• [Problem description]:
An exact copy of the entries, with every picture omitted, is what is needed here.

• [Dataset records]:
—————
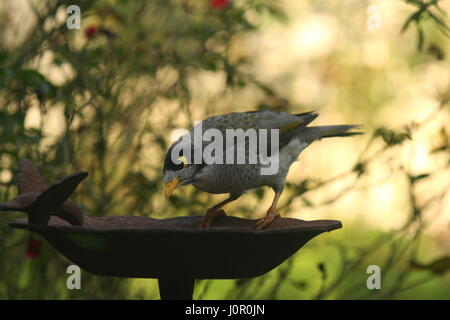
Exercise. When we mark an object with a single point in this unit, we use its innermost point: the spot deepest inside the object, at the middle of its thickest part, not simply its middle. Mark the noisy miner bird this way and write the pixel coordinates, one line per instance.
(233, 178)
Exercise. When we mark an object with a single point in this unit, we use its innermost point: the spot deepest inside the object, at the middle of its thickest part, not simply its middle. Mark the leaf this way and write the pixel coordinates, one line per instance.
(414, 179)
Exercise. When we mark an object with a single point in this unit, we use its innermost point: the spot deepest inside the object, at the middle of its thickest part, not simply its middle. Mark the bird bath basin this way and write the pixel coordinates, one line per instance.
(172, 250)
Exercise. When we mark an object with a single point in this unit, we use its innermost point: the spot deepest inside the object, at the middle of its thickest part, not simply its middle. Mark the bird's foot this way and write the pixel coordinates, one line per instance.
(209, 218)
(271, 215)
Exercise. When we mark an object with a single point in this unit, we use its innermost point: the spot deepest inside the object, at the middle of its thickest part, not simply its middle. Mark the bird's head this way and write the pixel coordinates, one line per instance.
(177, 173)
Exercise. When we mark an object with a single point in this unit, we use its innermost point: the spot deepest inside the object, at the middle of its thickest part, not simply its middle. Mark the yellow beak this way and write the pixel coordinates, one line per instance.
(171, 185)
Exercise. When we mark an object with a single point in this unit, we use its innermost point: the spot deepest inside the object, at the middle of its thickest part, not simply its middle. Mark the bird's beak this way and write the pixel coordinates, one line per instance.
(171, 185)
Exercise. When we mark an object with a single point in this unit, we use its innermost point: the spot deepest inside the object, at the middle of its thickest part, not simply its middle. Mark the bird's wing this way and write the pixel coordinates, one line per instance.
(286, 123)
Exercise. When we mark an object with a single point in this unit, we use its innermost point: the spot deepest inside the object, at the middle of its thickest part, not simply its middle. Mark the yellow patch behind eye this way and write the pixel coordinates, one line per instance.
(183, 159)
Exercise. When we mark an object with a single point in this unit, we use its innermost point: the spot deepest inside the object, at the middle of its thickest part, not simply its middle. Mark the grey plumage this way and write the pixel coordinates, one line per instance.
(235, 179)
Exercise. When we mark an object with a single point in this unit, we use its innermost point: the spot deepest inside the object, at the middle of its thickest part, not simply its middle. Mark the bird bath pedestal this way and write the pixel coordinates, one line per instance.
(174, 250)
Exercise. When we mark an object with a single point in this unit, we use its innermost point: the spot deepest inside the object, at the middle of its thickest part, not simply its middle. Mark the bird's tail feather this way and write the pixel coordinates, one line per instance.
(338, 131)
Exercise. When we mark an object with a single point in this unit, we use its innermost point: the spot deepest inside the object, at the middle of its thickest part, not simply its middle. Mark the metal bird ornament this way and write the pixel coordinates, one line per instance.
(236, 152)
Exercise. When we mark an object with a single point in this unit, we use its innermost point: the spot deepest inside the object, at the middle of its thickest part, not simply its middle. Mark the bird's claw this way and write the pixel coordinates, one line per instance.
(267, 220)
(209, 218)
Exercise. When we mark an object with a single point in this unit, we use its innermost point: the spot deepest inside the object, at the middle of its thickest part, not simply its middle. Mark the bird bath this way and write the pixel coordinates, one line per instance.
(173, 250)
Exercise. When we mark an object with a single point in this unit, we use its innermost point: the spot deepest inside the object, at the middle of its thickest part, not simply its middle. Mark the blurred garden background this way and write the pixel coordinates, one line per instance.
(111, 96)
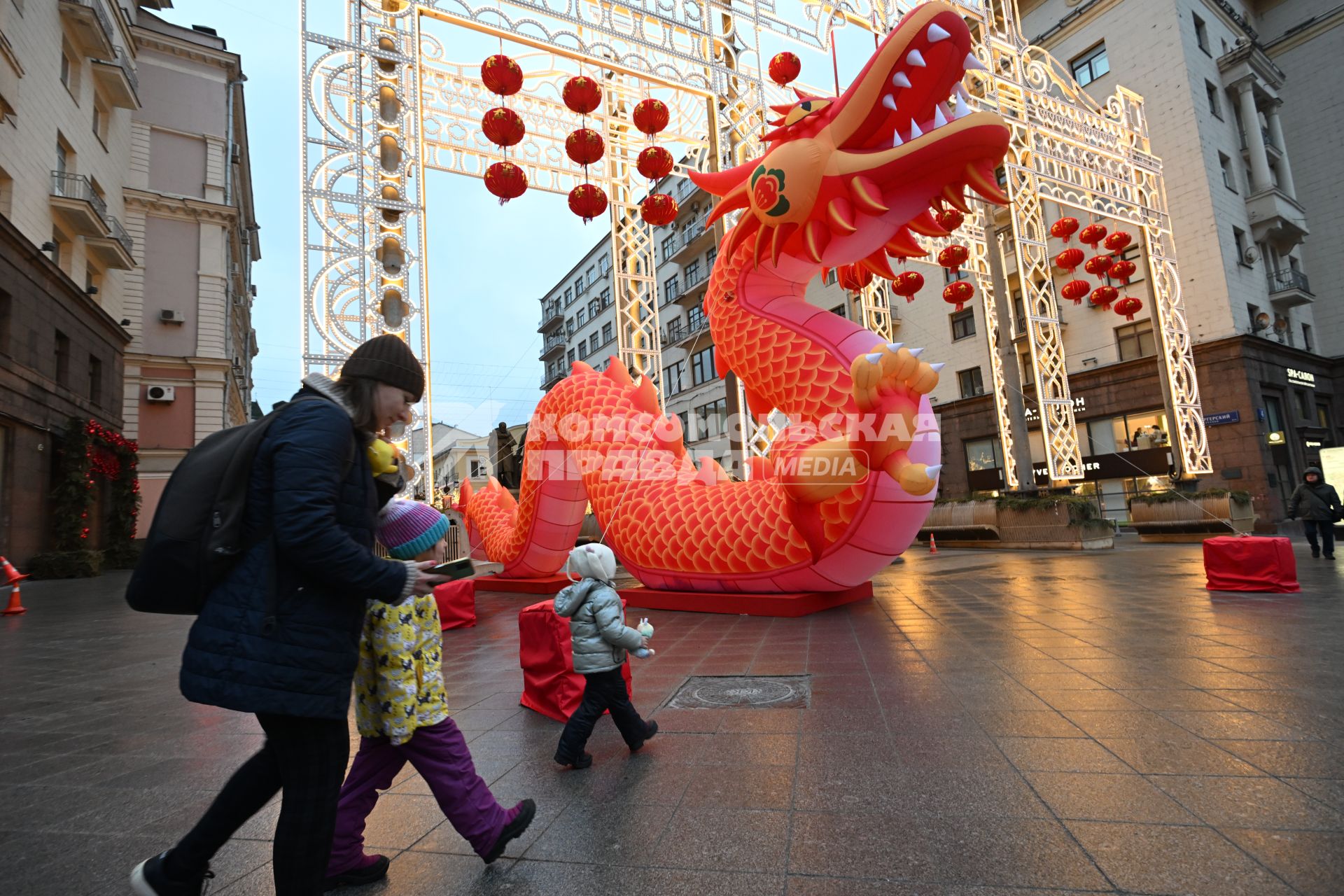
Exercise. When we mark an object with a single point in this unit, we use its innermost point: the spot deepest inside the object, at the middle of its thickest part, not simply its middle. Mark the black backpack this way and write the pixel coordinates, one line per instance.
(198, 530)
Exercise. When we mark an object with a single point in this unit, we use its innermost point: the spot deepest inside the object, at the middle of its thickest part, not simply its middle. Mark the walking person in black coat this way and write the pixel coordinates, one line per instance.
(1319, 504)
(279, 636)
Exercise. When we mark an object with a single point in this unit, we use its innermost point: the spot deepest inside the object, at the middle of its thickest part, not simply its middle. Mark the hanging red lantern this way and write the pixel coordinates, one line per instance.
(1092, 235)
(655, 163)
(502, 76)
(1129, 307)
(953, 257)
(1075, 290)
(588, 202)
(1119, 241)
(784, 67)
(1063, 229)
(584, 147)
(958, 293)
(503, 127)
(651, 115)
(854, 277)
(1104, 296)
(505, 181)
(1069, 260)
(907, 284)
(949, 219)
(581, 94)
(1098, 265)
(1123, 270)
(659, 210)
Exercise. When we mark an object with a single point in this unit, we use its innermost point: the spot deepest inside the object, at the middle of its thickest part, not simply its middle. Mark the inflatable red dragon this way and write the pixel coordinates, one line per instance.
(851, 479)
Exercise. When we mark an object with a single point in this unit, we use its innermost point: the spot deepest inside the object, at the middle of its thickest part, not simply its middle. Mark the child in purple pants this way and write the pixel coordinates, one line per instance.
(401, 710)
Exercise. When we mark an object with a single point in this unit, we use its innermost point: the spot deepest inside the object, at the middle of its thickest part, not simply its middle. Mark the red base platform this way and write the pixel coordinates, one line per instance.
(755, 605)
(546, 584)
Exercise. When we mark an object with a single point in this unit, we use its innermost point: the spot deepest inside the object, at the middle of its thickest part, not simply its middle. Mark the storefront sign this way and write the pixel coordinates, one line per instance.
(1300, 378)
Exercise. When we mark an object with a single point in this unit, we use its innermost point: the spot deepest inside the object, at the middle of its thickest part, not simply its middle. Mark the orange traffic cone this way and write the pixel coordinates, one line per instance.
(11, 575)
(15, 603)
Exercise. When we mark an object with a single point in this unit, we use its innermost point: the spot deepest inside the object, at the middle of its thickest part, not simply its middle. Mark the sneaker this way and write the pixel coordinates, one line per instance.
(512, 830)
(359, 875)
(652, 729)
(150, 879)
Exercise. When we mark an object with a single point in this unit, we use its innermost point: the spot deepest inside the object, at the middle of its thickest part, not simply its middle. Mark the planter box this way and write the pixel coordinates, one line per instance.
(984, 524)
(1194, 520)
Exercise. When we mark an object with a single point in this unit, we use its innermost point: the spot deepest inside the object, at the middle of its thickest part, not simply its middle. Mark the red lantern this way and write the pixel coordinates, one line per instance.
(949, 219)
(584, 147)
(854, 277)
(907, 284)
(953, 257)
(1123, 270)
(958, 293)
(582, 94)
(1098, 265)
(1092, 235)
(659, 210)
(655, 163)
(1119, 241)
(1104, 296)
(505, 181)
(503, 127)
(1075, 290)
(502, 76)
(1065, 227)
(1070, 260)
(784, 67)
(651, 115)
(588, 202)
(1129, 307)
—————
• [Response]:
Exercise. When we mark an object with a single point in this unit, we use its innermost point: the spot deepest inside the object, at the middle of its thickest part, not simply its middle. Mark the noisy miner bird this way and write the pixel coordinates, one line per instance.
(233, 178)
Exercise. When we mark an object with a single point in this unit, we use its innermost point: the spot deepest inside the object, at the middle of its thickest part, not simply its middle. Mark the leaf this way and write the pixel coordinates, one line per instance.
(414, 179)
Exercise. When we mark an object with a single point in this unit, we use its innermost point: the spot deepest inside the object, at the middle of its thickest part, not simply its middle. Mark the bird bath basin this way and write the pixel coordinates, one line per instance.
(172, 250)
Exercise. When we mark an object with a single point in this unit, we use its innermost point: the spot deepest inside the object, at the middle of its thickest part, not simply its middle. Mark the bird's foot this way and write the pixel coordinates, one line per instance.
(209, 218)
(271, 215)
Exercise. When we mark an object with a single point in this unit, we use its innermost point: the spot deepest inside the object, at the middle of its thickest part, not simply its middle. Mark the bird's head this way and write the pixel coordinates, one line per instance.
(177, 173)
Exercise. When we mark an object with a single point in this unit, we use its innermost point: the spot deepest inside the object, at the middle of its thickest part, not simply its middle. Mark the yellow beak this way and write the pixel coordinates, one line per instance.
(171, 185)
Exercise. When we mark an object with a single point in this unit, we use its innermost point: the spot deepest inside the object, at the middle of its thickest part, not simply its middle. Mark the bird's beak this way and write the pixel coordinates, one line per instance.
(171, 185)
Exercise. When we mark an object with a single point in this unit, we use its innermost point: the spot deepest inside the object, at the middle of its thickest part, not simply its middle. Mark the bird's wing this way and write the pixel coordinates, one line per instance.
(286, 123)
Exercise. When we mark an object with a single point in this unit, we use its innermost point: the spot deepest inside the object, at the middle of its thickest part, not simply its middle. Mark the yellow patch behind eye this way and write the pixel coordinates, one line per instance.
(183, 159)
Exercise. When we mark an object with a single point in this unit, we use its innermost point: the spot deepest inside the object, at the middle of its thickest part, not simply its middle. Mark the grey plumage this way and write the pixel coordinates, one line per instance.
(235, 179)
Exercise. When we mark an object with a single point in this unit, we use its innermost point: the spot deepest inside the object, at the middle of its thickest part, not simply its middle. Mark the bird bath pedestal this way and write the pixel coordinates, one line per instance.
(174, 250)
Exercise. When we mark an object with a single point in this unit, we use its innermost point: the spot deepest inside the object, at the middle of its thickest part, not simply its middle. Mark the bird's tail feather this way and write the pixel coordinates, one line per instance.
(338, 131)
Exercise. When we mark an object with a single point in this unit, we use its innermost point: the spot deepest inside the object, at the middle of its thickest part, not simply its middle. Mark the metal bird ornament this way and write the pixel coordinates, one line per instance.
(236, 152)
Exercise. When we mark an object with a single point in this unit, we use its innermost point: the spot deepest inside the object, at the middle of its thickest part, not simply its middle. Mark the bird's claw this way and write the pixel coordinates, one line per instance.
(267, 220)
(209, 218)
Exercise. When we mark an object with a single point in this unit, we use its innermost point: the spot deepest inside the object, at the middle of its thickest part, not simply its middle. Mark the bird bath this way and write the pixel coordinates, one line per instance.
(173, 250)
Exercise. When we mark an object with a single point in this unit, we use its innermost point: the spot deepest inside the object, at the middle of its thickest part, not simply its middle. Mark the blurred garden background this way and write the pixel coordinates, one line per instance.
(111, 96)
Exercise. When we mark an object with a single point in this unit, we use its innermost point: the spot deepest inside the object, at the middle of its thickest part, not simply its middle. Mark the black backpack this way and write the pixel coordinates, one line per instance.
(198, 530)
Exercise. When we mark an object with a single point in this unit, we use its innermost point: the spot deepest inside the object, at the middle of its thickest part, not simply its middle. Mark the walking person in black coat this way and write the pixel coordinates, one line per instance.
(1319, 504)
(279, 636)
Exercise. When we mark an object with a single point in this unit, we use its innermost point: the spot deepest inside the object, at the middle of its thickest part, not simply its middle. Mark the hanging red lantern this way and write the pixel coordinates, one line per instance.
(1092, 235)
(655, 163)
(502, 76)
(1129, 307)
(953, 257)
(1075, 290)
(588, 202)
(1119, 241)
(784, 67)
(1063, 229)
(584, 147)
(958, 293)
(503, 127)
(651, 115)
(854, 277)
(1104, 296)
(505, 181)
(1069, 260)
(907, 284)
(949, 219)
(581, 94)
(1098, 265)
(1123, 270)
(659, 210)
Exercise. When we mark an object with a single point in this unit, we use its innermost point: the spot deepest inside the object, at the middle of its thickest part, not simply its middle. Mark the inflatable red dragon this way and write the pixel coordinates, one line per instance.
(851, 479)
Exercise. When we mark an object with a single point in this unit, we use its innermost point: the spot deepest inside the object, at the middle of its thickest part, not simply its middle. Mark the child in purple pants this way and write the pixel coordinates, one line per instance.
(401, 710)
Exercise. When we mark an object with a single point in this unit, we use its innermost point: the spot deepest inside the object, at the middle of its thickest part, not simply its middle. Mark the red base platform this way and write the pixel coordinates, one line per instance.
(755, 605)
(546, 584)
Exercise. When we mark an object with a single point in this unit, we use its innermost point: the spot deepest inside the object, at the middle of its thickest part, not simply its middle. Mark the storefront sign this way and write the pixel coordinates, one line per instance.
(1300, 378)
Exercise. When we mark an object with a single point in this unit, we use its innermost point: the spot deepest inside the object, at the middle of its thickest part, not simply its middle. Mark the orange traffic cone this way and write the pixel coordinates, one line per instance.
(11, 575)
(15, 603)
Exercise. When we mark an object with a single point in this unit, we use its innermost point: the spot deepest inside the object, at the middle of its thickest part, not simply its middle. Mark the sneaker this way and write the pixel coordinates, one line per instance.
(512, 830)
(359, 875)
(652, 729)
(150, 879)
Exercise. When we mark an object with a single point in this unit, we use its innermost point: the spot deepest inside the object, at the middle of its thickest part, not simply its middle. Mark the planter box this way and write the pixel coordinates, one line per instance.
(984, 524)
(1194, 520)
Exercise. When we mark an object with a single point in this unit, we use its innermost point: the spot deepest inside the object, at the middle of its thickest part, not simply its middle. Mark the red lantern this way and write the pixel coordinates, one line per instance.
(949, 219)
(584, 147)
(854, 277)
(907, 284)
(953, 257)
(1123, 270)
(958, 293)
(582, 94)
(1098, 265)
(1092, 235)
(659, 210)
(655, 163)
(1119, 241)
(1104, 296)
(505, 181)
(503, 127)
(1075, 290)
(502, 76)
(1065, 227)
(1070, 260)
(784, 67)
(651, 115)
(588, 202)
(1129, 307)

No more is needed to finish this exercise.